From the listing below, copy out every line that contains the word "orchid".

______________________________

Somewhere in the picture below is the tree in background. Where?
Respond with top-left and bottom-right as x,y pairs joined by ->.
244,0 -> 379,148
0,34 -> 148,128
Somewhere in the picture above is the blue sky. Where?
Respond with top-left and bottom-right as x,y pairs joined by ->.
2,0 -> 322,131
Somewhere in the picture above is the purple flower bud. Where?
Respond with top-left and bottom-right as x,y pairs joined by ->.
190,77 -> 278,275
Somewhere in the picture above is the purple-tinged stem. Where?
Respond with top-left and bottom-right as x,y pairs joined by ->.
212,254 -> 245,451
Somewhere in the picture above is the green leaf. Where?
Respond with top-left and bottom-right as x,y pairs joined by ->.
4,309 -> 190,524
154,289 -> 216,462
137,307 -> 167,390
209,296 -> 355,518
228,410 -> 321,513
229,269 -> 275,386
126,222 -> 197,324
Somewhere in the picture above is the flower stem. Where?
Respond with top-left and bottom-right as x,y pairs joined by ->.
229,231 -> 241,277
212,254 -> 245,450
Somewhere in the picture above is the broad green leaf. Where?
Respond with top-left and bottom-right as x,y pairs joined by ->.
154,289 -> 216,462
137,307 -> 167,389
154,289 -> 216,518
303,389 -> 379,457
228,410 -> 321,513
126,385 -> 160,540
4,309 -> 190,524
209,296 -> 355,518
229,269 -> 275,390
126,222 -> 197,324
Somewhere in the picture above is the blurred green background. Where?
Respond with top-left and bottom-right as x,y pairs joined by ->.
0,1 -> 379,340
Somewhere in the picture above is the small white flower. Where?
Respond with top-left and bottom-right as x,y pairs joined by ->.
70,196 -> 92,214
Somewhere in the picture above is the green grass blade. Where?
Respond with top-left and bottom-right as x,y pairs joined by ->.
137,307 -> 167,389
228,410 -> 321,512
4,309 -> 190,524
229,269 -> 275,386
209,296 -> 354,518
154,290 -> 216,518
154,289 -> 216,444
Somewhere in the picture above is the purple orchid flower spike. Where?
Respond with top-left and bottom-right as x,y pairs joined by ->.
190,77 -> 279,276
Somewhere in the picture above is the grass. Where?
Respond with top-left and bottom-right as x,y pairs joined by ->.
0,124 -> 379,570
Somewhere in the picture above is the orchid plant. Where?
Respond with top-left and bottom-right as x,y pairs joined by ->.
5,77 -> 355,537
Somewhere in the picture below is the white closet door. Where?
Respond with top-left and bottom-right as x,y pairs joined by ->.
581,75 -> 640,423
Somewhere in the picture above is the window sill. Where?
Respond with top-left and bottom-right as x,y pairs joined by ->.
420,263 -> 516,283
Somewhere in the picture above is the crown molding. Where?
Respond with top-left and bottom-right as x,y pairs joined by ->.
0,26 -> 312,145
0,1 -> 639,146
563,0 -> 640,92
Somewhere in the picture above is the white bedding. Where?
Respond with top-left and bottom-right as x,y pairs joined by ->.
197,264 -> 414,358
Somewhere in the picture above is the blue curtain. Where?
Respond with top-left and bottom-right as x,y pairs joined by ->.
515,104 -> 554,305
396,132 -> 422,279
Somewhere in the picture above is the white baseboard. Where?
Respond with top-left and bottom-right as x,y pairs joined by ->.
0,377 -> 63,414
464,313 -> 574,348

______________________________

- [Result of this exercise]:
Somewhere in the picture above is the purple orchid flower spike. Where?
Somewhere in the picture above is the orchid plant. Where?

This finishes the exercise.